Lindberg: Sculpture, Campana in aria, Concerto for Orchestra

Finnish Radio Symphony Orchestra, Esa Tapani/Sakari Oramo (Ondine ODE 1124-2)

21 December 2008 4 stars

SculptureMagnus Lindberg's music is muscular, texturally dense, and gesturally driven. It hovers through chromatic pitch centres in quite vibrant colours, and busies itself with tough yet varied dialectical workings of the material.

Sakari Oramo and the Finnish Radio Symphony Orchestra proved themselves to be accomplished interpreters of Lindberg's quite traditionally symphonic (albeit richly and contemporaneously configured) music with their excellent recent recording of the coruscating Clarinet Concerto (ODE 1038-2, with other works). With this release, which collects together three substantial orchestral scores from the last decade of Lindberg's career in world premiere recordings, the same line-up again shows its mettle with three vivid, exciting, and intelligent performances.

-=-=-=-=-

Prompt 1 - In one to three sentences, state how the recording review says Sakari Oramo and the Finnish Radio Symphony Orchestra had already shown themselves to be accomplished interpreters of Lindberg's music.
Prompt 2 - From the recording review, transcribe the stretch from "SculptureMagnus Lindberg's music" through "and intelligent performances.".

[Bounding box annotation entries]
-=-=-=-=-

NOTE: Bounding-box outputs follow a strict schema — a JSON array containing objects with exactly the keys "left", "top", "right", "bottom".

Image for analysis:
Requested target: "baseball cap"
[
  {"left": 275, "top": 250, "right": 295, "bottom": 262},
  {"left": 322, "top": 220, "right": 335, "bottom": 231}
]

-=-=-=-=-

Complete answer 1 - They had shown this with their excellent recent recording of Lindberg's coruscating Clarinet Concerto, issued as ODE 1038-2 together with other works.

Complete answer 2 -
SculptureMagnus Lindberg's music is muscular, texturally dense, and gesturally driven. It hovers through chromatic pitch centres in quite vibrant colours, and busies itself with tough yet varied dialectical workings of the material.

Sakari Oramo and the Finnish Radio Symphony Orchestra proved themselves to be accomplished interpreters of Lindberg's quite traditionally symphonic (albeit richly and contemporaneously configured) music with their excellent recent recording of the coruscating Clarinet Concerto (ODE 1038-2, with other works). With this release, which collects together three substantial orchestral scores from the last decade of Lindberg's career in world premiere recordings, the same line-up again shows its mettle with three vivid, exciting, and intelligent performances.